**INSTRUCTIONS FOR THE TASK:**
Edit the material by replacing every "instance" with "occurrence", leaving all other text unchanged.

___ STORED DATA

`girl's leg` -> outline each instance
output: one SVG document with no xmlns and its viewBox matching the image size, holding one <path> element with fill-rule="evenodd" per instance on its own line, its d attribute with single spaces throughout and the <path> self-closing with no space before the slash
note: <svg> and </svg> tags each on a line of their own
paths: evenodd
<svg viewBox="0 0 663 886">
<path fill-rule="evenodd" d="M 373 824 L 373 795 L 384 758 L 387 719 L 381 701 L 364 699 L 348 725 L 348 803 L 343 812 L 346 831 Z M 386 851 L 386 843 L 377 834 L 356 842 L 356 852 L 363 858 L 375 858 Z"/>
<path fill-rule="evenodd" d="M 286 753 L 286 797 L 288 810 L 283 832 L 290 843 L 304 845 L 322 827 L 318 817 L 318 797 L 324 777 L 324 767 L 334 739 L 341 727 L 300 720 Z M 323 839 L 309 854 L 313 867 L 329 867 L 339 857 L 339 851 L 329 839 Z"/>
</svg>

______

**ANSWER TO THE TASK:**
`girl's leg` -> outline each occurrence
output: one SVG document with no xmlns and its viewBox matching the image size, holding one <path> element with fill-rule="evenodd" per occurrence on its own line, its d attribute with single spaces throughout and the <path> self-closing with no space before the slash
note: <svg> and </svg> tags each on a line of their own
paths: evenodd
<svg viewBox="0 0 663 886">
<path fill-rule="evenodd" d="M 373 824 L 373 795 L 384 758 L 387 719 L 381 701 L 364 699 L 348 725 L 348 803 L 343 812 L 346 831 Z M 386 851 L 386 843 L 377 834 L 356 842 L 356 852 L 363 858 L 375 858 Z"/>
<path fill-rule="evenodd" d="M 286 753 L 286 797 L 288 810 L 283 832 L 290 843 L 304 845 L 322 827 L 318 817 L 318 797 L 324 777 L 324 767 L 334 739 L 341 727 L 300 720 Z M 323 839 L 309 854 L 313 867 L 329 867 L 339 857 L 339 851 L 329 839 Z"/>
</svg>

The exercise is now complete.